# Extracted information

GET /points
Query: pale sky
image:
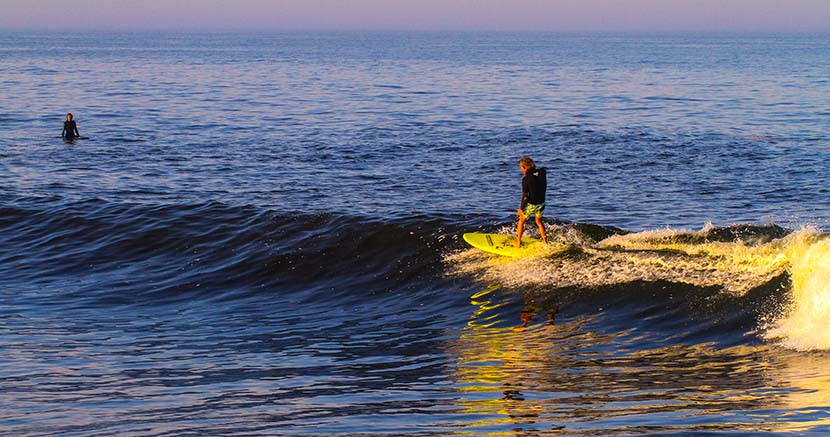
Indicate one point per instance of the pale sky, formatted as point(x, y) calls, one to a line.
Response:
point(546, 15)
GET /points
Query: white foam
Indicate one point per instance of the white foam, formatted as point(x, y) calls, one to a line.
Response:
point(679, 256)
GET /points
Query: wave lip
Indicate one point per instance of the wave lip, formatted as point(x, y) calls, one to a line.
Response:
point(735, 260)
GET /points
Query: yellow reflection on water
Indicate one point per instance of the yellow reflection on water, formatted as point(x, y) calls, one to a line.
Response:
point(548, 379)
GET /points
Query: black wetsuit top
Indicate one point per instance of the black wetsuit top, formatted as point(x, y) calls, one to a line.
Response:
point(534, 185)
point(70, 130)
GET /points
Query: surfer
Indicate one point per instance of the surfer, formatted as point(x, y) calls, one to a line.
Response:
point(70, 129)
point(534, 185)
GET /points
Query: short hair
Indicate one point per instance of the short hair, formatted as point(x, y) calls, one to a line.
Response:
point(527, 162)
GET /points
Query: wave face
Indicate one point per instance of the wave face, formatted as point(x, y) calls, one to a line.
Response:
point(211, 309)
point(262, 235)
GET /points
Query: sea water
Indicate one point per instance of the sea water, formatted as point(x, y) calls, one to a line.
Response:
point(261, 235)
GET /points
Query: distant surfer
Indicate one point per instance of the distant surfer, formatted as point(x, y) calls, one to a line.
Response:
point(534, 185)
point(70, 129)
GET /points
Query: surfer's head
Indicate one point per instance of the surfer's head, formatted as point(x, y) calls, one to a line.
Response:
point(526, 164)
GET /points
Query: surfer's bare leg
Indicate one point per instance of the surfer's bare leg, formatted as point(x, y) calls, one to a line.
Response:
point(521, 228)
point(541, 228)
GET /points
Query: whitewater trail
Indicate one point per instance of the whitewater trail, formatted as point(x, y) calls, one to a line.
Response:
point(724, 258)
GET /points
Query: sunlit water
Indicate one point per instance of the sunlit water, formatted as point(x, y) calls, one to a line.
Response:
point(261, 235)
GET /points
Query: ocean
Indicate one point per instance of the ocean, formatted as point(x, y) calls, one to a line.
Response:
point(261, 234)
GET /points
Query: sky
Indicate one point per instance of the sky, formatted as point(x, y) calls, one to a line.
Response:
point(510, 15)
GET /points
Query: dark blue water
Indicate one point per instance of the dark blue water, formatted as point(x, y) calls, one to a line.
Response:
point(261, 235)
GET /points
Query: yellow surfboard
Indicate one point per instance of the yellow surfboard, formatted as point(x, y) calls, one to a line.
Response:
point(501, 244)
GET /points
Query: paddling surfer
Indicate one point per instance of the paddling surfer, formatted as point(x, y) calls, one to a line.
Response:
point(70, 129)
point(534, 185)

---

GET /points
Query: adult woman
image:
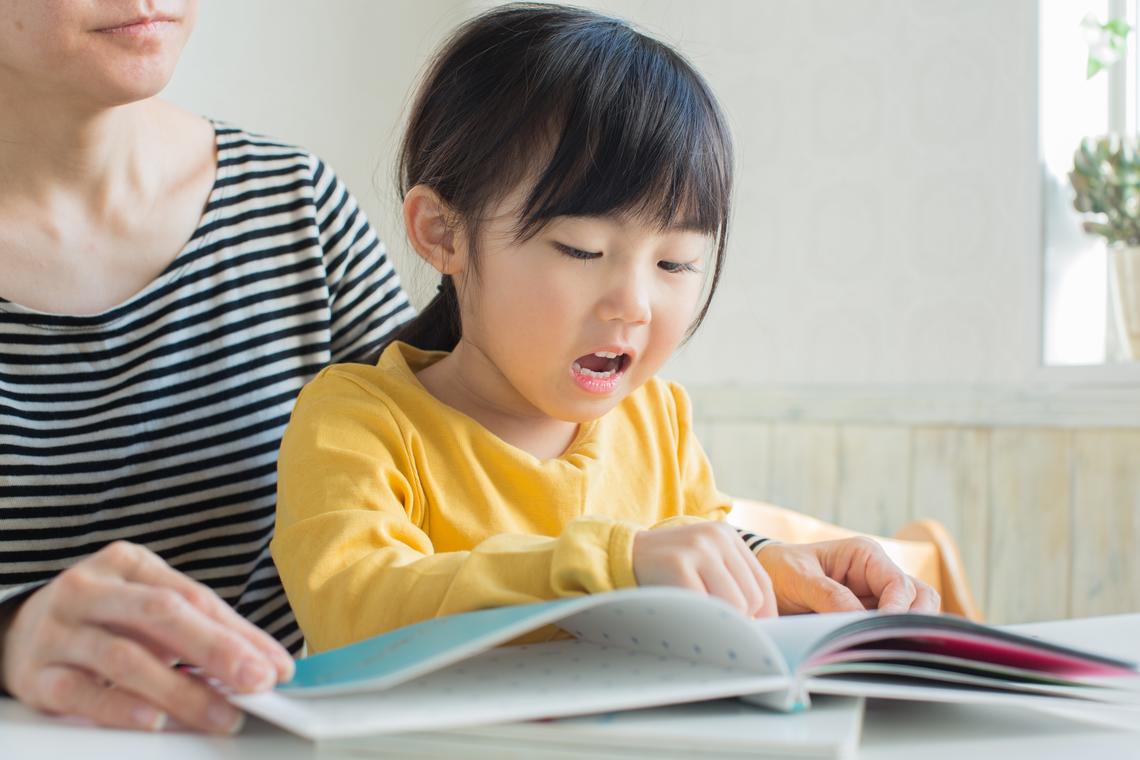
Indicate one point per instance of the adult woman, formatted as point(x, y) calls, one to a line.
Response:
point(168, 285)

==

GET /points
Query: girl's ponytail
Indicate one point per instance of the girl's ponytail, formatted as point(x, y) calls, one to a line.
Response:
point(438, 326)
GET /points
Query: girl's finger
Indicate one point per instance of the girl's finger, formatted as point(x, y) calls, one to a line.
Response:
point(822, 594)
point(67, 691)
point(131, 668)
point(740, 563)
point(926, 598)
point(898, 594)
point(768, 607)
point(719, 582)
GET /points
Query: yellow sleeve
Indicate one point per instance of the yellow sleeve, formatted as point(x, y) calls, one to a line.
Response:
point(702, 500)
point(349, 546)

# Activity
All lines containing "reflection" in the material above should appear in your reply, copied exactly.

# Response box
Query: yellow reflection on water
Indicate one point per instance of the yellow reflection on water, formatted as point(x, y) calls, one to a line.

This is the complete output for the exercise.